**Task goal**
When a line contains the string "bush", it counts once; give the total of such lines in the entries below and nothing else.

====== Entries supplied

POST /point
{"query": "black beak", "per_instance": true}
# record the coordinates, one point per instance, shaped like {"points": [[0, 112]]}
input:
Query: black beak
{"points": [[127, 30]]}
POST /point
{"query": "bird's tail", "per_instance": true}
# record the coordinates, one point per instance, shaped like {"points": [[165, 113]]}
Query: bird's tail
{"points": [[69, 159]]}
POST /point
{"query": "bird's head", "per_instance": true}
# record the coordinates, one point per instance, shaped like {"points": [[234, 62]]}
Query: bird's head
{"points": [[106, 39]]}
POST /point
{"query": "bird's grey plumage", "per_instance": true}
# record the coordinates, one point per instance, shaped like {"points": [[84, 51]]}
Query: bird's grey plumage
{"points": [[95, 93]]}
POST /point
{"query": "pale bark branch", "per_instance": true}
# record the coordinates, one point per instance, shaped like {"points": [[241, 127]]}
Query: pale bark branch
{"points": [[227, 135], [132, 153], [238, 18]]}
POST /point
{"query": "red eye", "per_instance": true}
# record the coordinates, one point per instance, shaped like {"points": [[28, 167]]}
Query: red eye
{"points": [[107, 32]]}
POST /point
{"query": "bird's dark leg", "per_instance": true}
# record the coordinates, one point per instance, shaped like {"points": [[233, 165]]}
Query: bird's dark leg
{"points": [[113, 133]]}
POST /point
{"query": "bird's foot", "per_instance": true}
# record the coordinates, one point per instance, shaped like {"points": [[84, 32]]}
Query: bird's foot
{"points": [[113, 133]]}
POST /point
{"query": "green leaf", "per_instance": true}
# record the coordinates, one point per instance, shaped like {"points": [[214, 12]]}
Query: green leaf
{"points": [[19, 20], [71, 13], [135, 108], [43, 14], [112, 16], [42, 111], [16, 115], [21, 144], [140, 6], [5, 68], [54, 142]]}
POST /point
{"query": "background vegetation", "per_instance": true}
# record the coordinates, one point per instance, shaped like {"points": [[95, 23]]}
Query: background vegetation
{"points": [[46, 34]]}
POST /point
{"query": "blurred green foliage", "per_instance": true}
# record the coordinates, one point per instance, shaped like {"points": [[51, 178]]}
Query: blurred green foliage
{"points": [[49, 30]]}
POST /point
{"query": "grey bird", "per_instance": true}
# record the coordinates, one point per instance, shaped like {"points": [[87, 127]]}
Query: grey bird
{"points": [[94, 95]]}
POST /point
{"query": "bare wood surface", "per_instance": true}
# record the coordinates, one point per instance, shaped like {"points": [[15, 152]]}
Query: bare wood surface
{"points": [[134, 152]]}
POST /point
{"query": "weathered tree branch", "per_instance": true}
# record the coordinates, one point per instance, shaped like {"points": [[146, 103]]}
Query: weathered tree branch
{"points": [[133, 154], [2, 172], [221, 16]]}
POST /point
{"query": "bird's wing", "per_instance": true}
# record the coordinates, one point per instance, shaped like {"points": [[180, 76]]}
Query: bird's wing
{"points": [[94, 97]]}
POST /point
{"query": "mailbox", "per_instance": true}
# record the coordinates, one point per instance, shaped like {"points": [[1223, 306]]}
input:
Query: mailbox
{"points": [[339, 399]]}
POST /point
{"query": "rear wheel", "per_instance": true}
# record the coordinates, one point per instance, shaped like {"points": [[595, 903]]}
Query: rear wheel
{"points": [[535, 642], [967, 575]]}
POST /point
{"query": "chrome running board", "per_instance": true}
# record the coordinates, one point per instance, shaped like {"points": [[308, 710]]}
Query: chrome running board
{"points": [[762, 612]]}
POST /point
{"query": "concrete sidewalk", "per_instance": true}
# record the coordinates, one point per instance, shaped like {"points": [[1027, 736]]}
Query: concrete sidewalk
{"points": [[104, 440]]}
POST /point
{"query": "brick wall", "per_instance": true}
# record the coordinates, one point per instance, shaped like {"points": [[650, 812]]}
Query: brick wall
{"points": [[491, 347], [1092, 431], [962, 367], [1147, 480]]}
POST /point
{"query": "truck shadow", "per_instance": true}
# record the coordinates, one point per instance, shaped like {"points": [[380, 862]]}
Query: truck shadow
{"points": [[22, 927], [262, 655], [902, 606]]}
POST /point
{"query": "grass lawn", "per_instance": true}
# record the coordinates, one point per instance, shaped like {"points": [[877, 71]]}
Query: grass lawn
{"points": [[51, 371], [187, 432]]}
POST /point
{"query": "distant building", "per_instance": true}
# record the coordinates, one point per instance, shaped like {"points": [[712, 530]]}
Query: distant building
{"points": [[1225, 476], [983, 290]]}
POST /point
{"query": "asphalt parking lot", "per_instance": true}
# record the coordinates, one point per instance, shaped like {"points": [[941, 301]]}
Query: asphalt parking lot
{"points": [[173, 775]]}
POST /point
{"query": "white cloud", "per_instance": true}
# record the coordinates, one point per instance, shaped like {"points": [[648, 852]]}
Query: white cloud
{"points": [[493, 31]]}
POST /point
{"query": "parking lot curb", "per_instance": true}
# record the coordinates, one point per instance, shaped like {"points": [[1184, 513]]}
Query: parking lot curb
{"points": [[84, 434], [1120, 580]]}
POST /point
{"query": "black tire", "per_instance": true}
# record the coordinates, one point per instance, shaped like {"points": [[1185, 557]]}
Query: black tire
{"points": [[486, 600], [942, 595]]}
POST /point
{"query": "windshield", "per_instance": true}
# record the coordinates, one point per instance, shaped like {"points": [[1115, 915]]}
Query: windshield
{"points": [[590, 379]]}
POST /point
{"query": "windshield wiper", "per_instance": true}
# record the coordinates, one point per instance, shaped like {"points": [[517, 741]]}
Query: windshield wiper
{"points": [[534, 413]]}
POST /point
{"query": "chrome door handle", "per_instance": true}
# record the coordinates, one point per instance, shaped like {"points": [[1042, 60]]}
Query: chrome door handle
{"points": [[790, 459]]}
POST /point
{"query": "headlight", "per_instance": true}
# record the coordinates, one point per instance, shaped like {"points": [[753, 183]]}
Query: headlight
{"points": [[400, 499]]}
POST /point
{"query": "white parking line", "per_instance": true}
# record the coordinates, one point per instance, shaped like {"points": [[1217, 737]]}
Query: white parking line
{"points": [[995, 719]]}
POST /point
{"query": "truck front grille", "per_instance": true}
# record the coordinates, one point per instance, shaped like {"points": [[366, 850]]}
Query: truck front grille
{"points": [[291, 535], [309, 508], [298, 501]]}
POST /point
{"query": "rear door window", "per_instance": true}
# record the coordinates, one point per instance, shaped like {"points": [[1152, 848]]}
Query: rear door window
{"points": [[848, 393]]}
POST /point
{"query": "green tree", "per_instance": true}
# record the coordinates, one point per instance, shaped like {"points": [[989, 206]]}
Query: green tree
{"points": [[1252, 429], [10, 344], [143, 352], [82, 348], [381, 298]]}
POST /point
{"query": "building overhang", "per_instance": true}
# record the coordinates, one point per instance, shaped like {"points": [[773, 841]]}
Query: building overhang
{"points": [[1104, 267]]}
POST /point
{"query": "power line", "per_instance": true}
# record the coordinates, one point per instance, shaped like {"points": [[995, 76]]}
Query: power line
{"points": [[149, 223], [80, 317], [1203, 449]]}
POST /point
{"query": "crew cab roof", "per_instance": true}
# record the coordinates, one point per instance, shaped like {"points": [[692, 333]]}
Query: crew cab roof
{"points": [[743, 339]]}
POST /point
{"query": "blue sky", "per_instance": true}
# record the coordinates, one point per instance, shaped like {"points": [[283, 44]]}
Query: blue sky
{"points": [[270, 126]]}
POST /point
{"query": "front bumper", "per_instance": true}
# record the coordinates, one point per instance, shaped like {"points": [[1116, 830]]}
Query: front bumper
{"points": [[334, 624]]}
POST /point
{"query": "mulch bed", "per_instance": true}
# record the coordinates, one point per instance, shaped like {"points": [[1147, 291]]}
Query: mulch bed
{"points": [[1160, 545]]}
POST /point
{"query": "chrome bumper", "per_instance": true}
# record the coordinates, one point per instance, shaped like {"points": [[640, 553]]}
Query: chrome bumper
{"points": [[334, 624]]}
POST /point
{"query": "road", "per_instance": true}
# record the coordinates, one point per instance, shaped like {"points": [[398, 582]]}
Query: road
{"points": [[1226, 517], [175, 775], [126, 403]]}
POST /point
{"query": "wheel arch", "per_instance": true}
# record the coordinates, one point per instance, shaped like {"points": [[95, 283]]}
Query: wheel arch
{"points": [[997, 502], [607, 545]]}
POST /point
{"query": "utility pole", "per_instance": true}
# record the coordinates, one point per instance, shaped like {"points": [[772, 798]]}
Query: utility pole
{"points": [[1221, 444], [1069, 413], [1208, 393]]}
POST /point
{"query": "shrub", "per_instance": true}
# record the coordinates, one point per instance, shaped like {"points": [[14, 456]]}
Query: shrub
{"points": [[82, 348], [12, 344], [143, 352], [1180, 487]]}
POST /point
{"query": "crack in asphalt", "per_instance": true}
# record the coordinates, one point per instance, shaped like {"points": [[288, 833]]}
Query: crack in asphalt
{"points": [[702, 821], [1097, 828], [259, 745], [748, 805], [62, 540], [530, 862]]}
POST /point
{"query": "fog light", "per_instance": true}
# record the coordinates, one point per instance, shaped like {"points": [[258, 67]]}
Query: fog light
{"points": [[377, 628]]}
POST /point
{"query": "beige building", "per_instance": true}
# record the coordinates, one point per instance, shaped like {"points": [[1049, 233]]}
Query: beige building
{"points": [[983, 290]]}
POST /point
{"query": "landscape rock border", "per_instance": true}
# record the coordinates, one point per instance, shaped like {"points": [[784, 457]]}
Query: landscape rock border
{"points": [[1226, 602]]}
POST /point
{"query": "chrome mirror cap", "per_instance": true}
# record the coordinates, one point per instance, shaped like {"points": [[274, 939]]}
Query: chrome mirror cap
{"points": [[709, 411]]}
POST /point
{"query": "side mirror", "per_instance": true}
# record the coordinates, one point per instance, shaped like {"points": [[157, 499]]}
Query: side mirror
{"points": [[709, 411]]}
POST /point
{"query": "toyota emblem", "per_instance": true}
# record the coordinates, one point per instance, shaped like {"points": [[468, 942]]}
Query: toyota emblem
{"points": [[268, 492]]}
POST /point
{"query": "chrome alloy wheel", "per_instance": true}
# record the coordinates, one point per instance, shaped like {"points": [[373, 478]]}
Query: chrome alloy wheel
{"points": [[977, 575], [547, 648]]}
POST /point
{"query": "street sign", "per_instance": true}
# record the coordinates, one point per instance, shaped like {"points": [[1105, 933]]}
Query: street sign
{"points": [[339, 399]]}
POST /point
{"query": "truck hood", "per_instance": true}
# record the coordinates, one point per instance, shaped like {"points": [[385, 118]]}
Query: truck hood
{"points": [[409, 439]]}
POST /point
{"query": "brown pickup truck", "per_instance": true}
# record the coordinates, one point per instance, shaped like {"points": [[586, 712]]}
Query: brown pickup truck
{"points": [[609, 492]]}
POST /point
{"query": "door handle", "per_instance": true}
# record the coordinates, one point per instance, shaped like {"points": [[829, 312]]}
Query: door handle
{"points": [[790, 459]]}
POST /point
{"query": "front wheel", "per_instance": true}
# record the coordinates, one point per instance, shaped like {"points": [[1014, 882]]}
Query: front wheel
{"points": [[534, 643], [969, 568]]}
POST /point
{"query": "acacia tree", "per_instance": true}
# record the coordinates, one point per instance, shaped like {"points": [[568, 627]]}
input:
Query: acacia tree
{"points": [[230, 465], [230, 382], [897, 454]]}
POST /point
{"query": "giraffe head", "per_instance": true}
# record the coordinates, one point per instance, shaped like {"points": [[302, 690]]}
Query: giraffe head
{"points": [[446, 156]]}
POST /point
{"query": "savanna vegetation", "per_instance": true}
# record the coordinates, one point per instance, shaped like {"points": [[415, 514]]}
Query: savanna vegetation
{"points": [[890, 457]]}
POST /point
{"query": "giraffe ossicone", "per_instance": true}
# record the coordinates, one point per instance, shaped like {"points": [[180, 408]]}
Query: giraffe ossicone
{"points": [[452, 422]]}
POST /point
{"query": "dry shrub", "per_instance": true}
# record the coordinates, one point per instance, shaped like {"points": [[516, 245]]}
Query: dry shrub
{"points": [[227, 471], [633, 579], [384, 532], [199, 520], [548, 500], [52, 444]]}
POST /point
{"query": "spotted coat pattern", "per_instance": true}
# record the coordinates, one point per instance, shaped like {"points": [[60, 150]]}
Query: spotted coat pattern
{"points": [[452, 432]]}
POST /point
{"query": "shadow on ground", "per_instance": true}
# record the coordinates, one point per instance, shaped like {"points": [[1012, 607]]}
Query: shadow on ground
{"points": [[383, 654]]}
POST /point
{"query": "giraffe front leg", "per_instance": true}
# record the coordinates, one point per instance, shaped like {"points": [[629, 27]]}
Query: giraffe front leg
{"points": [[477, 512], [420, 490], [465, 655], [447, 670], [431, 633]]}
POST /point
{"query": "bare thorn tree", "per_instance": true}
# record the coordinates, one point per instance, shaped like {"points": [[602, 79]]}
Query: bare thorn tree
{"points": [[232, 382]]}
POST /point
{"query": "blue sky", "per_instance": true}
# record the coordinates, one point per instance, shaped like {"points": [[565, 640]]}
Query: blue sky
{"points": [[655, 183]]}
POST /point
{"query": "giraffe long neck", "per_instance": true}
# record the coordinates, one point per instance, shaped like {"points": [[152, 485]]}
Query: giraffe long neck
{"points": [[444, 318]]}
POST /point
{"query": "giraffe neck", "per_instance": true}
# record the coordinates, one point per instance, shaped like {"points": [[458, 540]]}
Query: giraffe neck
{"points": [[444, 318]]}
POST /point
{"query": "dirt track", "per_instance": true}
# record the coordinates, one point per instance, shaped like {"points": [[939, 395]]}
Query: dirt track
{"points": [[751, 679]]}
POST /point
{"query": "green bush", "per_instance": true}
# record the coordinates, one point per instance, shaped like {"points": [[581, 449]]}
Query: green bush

============

**Your solution**
2